» **WORK TO BE COMPLETED**
Convert every line of the data into a Markdown table with the columns Row and Line, numbering the lines in order and skipping blank ones. Leave the pictures out of your answer.

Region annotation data
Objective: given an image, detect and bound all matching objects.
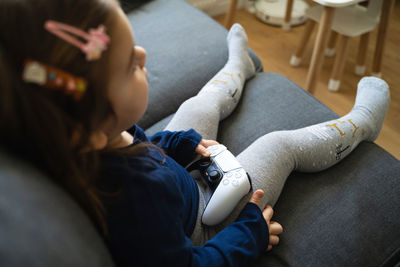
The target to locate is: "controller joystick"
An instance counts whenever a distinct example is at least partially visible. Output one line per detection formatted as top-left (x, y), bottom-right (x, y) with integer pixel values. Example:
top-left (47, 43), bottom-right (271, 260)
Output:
top-left (188, 144), bottom-right (251, 226)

» **FULL RESPONSE**
| Row | Line |
|---|---|
| 1 | Objective: given an image, detect and bound all matching objects. |
| 2 | The target to locate is: "controller joystick" |
| 3 | An instance counts whenever a distinct example is at least partially visible. Output one line per detection formatted as top-left (x, y), bottom-right (x, y) with integer pixel values. Example: |
| 4 | top-left (47, 43), bottom-right (271, 260) |
| 5 | Output: |
| 6 | top-left (188, 144), bottom-right (251, 226) |